▸ **Listing**:
++++
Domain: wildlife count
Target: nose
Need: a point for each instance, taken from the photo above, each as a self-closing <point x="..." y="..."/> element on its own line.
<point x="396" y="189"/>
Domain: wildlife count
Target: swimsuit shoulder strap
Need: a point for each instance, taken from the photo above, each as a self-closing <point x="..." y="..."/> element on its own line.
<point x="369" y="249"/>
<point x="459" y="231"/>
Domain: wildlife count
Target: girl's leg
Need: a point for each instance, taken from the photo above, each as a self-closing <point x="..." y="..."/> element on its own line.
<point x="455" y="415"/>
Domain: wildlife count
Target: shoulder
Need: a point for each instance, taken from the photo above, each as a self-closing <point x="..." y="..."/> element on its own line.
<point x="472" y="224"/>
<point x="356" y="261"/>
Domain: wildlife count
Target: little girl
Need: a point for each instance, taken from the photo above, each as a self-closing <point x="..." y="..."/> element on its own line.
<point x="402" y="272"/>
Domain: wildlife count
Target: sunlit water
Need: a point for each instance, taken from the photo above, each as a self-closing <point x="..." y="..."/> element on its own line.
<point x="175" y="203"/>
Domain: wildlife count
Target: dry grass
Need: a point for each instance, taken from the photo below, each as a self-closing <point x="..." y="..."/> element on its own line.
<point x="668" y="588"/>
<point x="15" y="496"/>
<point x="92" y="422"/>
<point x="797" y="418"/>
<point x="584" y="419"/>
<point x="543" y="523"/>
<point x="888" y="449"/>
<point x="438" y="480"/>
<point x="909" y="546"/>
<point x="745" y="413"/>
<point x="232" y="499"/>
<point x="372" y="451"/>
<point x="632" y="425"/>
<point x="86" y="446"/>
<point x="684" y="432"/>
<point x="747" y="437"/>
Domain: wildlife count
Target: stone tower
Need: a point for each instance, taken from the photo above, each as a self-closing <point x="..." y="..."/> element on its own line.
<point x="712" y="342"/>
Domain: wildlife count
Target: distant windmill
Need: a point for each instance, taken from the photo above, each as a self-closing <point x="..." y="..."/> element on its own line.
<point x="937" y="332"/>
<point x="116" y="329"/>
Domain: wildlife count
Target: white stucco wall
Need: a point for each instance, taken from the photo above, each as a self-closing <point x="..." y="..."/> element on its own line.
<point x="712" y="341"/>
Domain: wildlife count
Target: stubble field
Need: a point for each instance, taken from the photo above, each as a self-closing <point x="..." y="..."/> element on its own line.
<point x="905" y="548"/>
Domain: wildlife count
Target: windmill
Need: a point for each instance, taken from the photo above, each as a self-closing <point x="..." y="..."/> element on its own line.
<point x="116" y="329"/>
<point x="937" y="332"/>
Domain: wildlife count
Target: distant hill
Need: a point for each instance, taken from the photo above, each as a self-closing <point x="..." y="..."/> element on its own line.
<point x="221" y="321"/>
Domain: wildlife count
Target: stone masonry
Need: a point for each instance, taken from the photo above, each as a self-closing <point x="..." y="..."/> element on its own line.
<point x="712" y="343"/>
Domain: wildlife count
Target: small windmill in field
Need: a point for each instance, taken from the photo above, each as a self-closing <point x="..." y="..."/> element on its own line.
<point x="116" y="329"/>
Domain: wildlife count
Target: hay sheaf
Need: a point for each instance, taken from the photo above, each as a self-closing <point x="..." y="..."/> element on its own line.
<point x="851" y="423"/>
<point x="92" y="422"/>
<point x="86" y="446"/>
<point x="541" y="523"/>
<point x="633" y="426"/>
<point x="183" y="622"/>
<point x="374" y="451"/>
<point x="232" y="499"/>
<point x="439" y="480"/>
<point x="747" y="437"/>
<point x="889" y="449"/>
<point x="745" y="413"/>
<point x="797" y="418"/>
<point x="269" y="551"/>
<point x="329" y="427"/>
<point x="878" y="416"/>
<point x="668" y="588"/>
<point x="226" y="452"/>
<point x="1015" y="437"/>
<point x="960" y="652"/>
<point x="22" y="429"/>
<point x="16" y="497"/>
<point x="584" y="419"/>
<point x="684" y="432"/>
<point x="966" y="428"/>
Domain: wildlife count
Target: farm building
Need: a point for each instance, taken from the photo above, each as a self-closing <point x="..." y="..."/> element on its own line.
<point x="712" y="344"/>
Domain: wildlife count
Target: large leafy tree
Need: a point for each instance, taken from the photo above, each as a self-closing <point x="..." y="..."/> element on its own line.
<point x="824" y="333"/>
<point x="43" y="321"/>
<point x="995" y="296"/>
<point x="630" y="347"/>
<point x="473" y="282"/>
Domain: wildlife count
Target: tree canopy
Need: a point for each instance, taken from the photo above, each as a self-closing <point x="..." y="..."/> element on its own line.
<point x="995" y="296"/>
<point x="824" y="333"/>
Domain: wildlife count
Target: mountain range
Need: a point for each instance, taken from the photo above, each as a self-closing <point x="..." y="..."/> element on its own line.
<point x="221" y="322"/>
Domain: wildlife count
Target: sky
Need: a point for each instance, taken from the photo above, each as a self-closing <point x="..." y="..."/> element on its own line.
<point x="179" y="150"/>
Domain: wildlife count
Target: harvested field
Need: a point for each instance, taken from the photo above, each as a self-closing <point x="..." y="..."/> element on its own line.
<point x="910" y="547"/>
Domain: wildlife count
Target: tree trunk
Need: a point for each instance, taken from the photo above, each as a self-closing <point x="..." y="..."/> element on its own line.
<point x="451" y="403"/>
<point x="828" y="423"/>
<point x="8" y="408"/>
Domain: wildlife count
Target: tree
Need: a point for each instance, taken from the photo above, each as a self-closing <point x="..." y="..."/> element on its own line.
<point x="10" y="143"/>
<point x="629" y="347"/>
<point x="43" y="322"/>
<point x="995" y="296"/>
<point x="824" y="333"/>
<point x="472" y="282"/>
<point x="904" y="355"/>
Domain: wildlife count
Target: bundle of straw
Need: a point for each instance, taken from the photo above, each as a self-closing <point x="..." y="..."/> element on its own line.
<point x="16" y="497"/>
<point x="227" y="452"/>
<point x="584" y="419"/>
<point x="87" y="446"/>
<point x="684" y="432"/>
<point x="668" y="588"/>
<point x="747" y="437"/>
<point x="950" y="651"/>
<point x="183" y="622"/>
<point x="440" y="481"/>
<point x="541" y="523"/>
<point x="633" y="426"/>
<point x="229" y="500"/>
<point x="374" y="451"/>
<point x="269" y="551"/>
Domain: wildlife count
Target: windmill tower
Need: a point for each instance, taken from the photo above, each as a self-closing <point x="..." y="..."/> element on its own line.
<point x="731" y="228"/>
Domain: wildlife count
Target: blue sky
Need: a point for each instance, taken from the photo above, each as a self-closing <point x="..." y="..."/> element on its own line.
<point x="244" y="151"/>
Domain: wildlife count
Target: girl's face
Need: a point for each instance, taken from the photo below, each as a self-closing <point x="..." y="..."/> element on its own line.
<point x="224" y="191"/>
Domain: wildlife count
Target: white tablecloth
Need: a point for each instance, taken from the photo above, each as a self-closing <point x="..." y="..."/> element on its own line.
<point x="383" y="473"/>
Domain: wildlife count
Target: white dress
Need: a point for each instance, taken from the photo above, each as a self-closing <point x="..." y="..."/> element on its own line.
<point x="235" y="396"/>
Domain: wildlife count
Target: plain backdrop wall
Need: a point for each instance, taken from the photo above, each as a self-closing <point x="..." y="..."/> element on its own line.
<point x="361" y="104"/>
++++
Reproduce the records above exactly.

▸ **Exercise response**:
Domain: wildlife count
Target: nose
Need: a point for each instance, taken from the photo above, each as a self-closing <point x="..." y="..."/> element on its own line.
<point x="396" y="189"/>
Domain: wildlife count
Target: swimsuit shoulder strap
Need: a point for each instance, taken from the photo above, each as a self-closing <point x="..." y="..."/> element on its own line.
<point x="369" y="249"/>
<point x="459" y="231"/>
Domain: wildlife count
Target: girl's leg
Need: a point for each instance, taken from the photo above, each as a self-closing <point x="..." y="..."/> element on its own line.
<point x="455" y="415"/>
Domain: wildlife count
Target: shoulder
Need: a point for each instance, taken from the photo above, each as a self-closing <point x="..." y="..."/> element on its own line.
<point x="472" y="224"/>
<point x="356" y="261"/>
Domain: wildlife count
Target: little girl
Need: a point for each instance, taken from the photo above, each as a self-closing <point x="..." y="..."/> element on its own line.
<point x="402" y="272"/>
Domain: wildlife count
Target: sunlit water
Need: a point for each instance, taken from the photo above, each as a self-closing <point x="..." y="..."/> element on its own line.
<point x="175" y="203"/>
Domain: wildlife count
Target: dry grass
Need: a point for each instance, taken from the photo below, each as a self-closing <point x="..." y="..."/> element on its own line.
<point x="668" y="588"/>
<point x="15" y="496"/>
<point x="92" y="422"/>
<point x="797" y="418"/>
<point x="584" y="419"/>
<point x="543" y="523"/>
<point x="888" y="449"/>
<point x="438" y="480"/>
<point x="909" y="546"/>
<point x="745" y="413"/>
<point x="232" y="499"/>
<point x="372" y="451"/>
<point x="632" y="425"/>
<point x="86" y="446"/>
<point x="684" y="432"/>
<point x="747" y="437"/>
Domain: wildlife count
Target: stone tower
Need: a point for each instance, taken from the photo above, each as a self-closing <point x="..." y="..."/> element on its own line.
<point x="712" y="342"/>
Domain: wildlife count
Target: distant windmill
Need: a point for each instance, taken from the photo above, each as a self-closing <point x="..." y="..."/> element on its own line.
<point x="937" y="332"/>
<point x="116" y="329"/>
Domain: wildlife count
Target: white stucco wall
Need: a point for each instance, taken from the photo above, each as a self-closing <point x="..." y="..."/> element on its own line.
<point x="712" y="341"/>
Domain: wildlife count
Target: stubble field
Need: a point for each instance, taken from the photo above, each as a self-closing <point x="..." y="..."/> element on its own line.
<point x="905" y="548"/>
Domain: wildlife count
Target: windmill
Need: a point for each instance, taken from the photo above, each as a self-closing <point x="..." y="..."/> element on its own line.
<point x="116" y="329"/>
<point x="937" y="332"/>
Domain: wildlife count
Target: distant hill
Need: a point for each instance, taken from the photo above, each as a self-closing <point x="..." y="..."/> element on its own line.
<point x="221" y="321"/>
Domain: wildlife count
Target: stone masonry
Need: a point for each instance, taken from the photo above, each as a self-closing <point x="..." y="..."/> element on its own line.
<point x="712" y="343"/>
Domain: wildlife count
Target: small windmill in field
Need: a point for each instance, taken from the photo above, each as a self-closing <point x="..." y="..."/> element on its own line.
<point x="116" y="329"/>
Domain: wildlife count
Target: hay sheaf
Need: a point for each instance, taken from the photo above, each as a self-closing <point x="..." y="..."/> element on its own line.
<point x="851" y="423"/>
<point x="92" y="422"/>
<point x="86" y="446"/>
<point x="541" y="523"/>
<point x="633" y="426"/>
<point x="183" y="622"/>
<point x="374" y="451"/>
<point x="232" y="499"/>
<point x="439" y="480"/>
<point x="747" y="437"/>
<point x="889" y="449"/>
<point x="745" y="413"/>
<point x="797" y="418"/>
<point x="269" y="551"/>
<point x="329" y="427"/>
<point x="878" y="416"/>
<point x="668" y="588"/>
<point x="226" y="452"/>
<point x="1015" y="437"/>
<point x="960" y="652"/>
<point x="22" y="429"/>
<point x="16" y="497"/>
<point x="584" y="419"/>
<point x="684" y="432"/>
<point x="966" y="428"/>
Domain: wildlife count
Target: farm building
Need: a point for each instance, taken from the photo above, each as a self-closing <point x="..." y="..."/> element on its own line.
<point x="712" y="344"/>
Domain: wildlife count
Target: large leafy tree
Need: a point for each instance, taken from the photo above, each as a self-closing <point x="..." y="..."/> element on its own line.
<point x="824" y="333"/>
<point x="43" y="321"/>
<point x="995" y="296"/>
<point x="630" y="347"/>
<point x="473" y="282"/>
Domain: wildlife count
Target: tree canopy
Need: a point for each instance, taken from the photo above, each as a self-closing <point x="..." y="..."/> element on its own line.
<point x="995" y="296"/>
<point x="824" y="333"/>
Domain: wildlife count
Target: mountain range
Need: a point for each instance, taken from the photo above, each as a self-closing <point x="..." y="..."/> element on its own line.
<point x="221" y="322"/>
Domain: wildlife count
Target: sky
Need: a point for each instance, taken from the photo above, each as a self-closing <point x="..." y="..."/> element on its own line.
<point x="179" y="150"/>
Domain: wildlife count
Target: harvested field
Need: a point for each instance, taken from the photo above, each as a self-closing <point x="..." y="..."/> element on its own line.
<point x="910" y="547"/>
Domain: wildlife count
Target: tree trunk
Need: a point for each instance, taken from the photo above, each as a self-closing <point x="..." y="..."/> element on its own line.
<point x="451" y="403"/>
<point x="828" y="423"/>
<point x="8" y="408"/>
Domain: wildlife count
Target: tree
Need: a point for each instance, taken from the photo above, each as a self-closing <point x="..." y="..."/> element on its own line.
<point x="10" y="143"/>
<point x="629" y="347"/>
<point x="43" y="322"/>
<point x="995" y="296"/>
<point x="824" y="333"/>
<point x="472" y="282"/>
<point x="904" y="355"/>
Domain: wildlife count
Target: bundle of straw
Need: a point for each instance, taken from the photo above, each as a self-closing <point x="..." y="..."/> element on its own line.
<point x="16" y="497"/>
<point x="227" y="452"/>
<point x="584" y="419"/>
<point x="87" y="446"/>
<point x="684" y="432"/>
<point x="668" y="588"/>
<point x="747" y="437"/>
<point x="950" y="651"/>
<point x="183" y="622"/>
<point x="440" y="481"/>
<point x="541" y="523"/>
<point x="633" y="426"/>
<point x="229" y="500"/>
<point x="374" y="451"/>
<point x="269" y="551"/>
Domain: wildlife count
Target: windmill tower
Need: a point for each instance, taken from the photo above, each as a self-closing <point x="..." y="..."/> element on its own line.
<point x="731" y="228"/>
Domain: wildlife count
Target: blue sky
Need: a point for each instance, taken from the photo above, each as a self-closing <point x="..." y="..."/> element on its own line.
<point x="244" y="151"/>
Domain: wildlife count
Target: girl's face
Need: a point for each instance, taken from the photo below, each as a self-closing <point x="..." y="..."/> element on its own line.
<point x="224" y="191"/>
Domain: wildlife count
Target: white tablecloth
Need: a point for each instance, taken from the photo above, each as a self-closing <point x="..." y="..."/> element on its own line.
<point x="383" y="473"/>
Domain: wildlife count
Target: white dress
Need: a point for each instance, taken from the photo above, each as a self-closing <point x="..." y="..."/> element on its own line.
<point x="235" y="396"/>
Domain: wildlife count
Target: plain backdrop wall
Need: a point for each instance, taken from the photo above, each as a self-closing <point x="..." y="..."/> element on its own line.
<point x="361" y="104"/>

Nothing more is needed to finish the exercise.